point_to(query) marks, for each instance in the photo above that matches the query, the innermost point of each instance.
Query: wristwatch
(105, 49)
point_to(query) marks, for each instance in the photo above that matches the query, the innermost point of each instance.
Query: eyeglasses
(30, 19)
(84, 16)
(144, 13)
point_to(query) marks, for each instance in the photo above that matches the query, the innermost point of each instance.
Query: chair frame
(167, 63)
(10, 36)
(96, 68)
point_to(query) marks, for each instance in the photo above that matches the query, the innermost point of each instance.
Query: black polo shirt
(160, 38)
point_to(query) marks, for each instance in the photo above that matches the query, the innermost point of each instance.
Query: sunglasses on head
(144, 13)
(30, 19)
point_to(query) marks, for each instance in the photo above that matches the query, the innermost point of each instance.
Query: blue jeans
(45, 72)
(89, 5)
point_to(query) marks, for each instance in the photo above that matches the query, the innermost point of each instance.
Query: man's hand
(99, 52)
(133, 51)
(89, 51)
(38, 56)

┄┄┄┄┄┄┄┄┄┄

### [AIM OF THE EXERCISE]
Please update the rows above by replacing "innermost point" with "central point" wherever it occurs, and leave everything else unchanged.

### [EXPECTED OUTPUT]
point_to(query) marks, for each instance in the photo above that matches the query, the central point of each instance.
Query: wristwatch
(105, 49)
point_to(query) marks, for each instance in the photo above that matches the query, the central point of each instance.
Query: eyeglasses
(30, 19)
(84, 16)
(144, 13)
point_to(query) marks, for each instance in the photo above that matches the query, the central point of each instance.
Query: chair frame
(167, 63)
(10, 36)
(96, 68)
point_to(query) marks, for each instance in the photo above that matches the query, the central point of each instance.
Query: black polo shirt
(160, 38)
point_to(query) marks, for each instance in the photo above that matches the query, the central point of each instance.
Query: sunglasses on head
(144, 13)
(30, 19)
point_to(query) marks, for each instance in the photo above that matches the query, the central point of each instance.
Query: blue jeans
(45, 72)
(89, 5)
point_to(query) marks, for each instance in the photo above that matches the query, the central point of each instance.
Query: man's hand
(99, 52)
(133, 51)
(89, 51)
(38, 56)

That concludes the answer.